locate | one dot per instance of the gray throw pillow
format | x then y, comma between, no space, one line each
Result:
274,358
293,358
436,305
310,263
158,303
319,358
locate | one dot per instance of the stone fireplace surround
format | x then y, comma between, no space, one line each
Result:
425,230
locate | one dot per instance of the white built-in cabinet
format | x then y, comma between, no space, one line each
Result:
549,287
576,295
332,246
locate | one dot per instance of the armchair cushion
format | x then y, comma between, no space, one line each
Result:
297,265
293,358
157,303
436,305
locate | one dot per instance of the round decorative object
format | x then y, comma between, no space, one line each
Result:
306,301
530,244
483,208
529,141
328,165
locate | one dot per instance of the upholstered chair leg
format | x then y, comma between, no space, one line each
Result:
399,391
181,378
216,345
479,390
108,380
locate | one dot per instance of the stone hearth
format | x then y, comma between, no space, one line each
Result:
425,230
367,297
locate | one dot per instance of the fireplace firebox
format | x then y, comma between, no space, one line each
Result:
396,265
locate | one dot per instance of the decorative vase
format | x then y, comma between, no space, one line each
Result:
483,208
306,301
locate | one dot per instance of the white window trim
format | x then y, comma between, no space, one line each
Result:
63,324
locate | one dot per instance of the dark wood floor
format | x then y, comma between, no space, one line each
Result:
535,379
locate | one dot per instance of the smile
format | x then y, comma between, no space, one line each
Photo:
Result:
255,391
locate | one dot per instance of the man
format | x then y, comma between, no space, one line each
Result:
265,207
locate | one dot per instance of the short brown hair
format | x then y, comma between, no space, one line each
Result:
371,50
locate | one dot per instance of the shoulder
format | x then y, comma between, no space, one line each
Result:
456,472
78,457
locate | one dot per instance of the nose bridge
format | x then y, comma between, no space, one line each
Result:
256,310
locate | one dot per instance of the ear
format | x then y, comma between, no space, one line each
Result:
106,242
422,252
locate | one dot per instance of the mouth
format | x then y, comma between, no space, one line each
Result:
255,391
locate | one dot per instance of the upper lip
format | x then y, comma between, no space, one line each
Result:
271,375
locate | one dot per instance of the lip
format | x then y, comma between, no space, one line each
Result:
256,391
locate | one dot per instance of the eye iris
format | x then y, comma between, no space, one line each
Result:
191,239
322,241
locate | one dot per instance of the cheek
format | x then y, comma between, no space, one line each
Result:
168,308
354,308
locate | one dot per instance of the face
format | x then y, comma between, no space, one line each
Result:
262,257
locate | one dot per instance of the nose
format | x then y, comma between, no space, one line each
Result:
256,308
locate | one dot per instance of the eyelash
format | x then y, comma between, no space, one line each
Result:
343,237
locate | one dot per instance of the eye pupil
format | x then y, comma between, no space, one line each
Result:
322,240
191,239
------------------------
Your goal —
Reproduce the lines from the one holding "locate | one dot per instance of the eyelash" through the last line, inclusive.

Result for this task —
locate | one dot per instance of the eyelash
format | x then y, comma between, no space, one line each
Result:
343,237
locate | one dot per instance of the eye pupil
format | x then y, comma between, no space, one line each
Result:
322,240
191,239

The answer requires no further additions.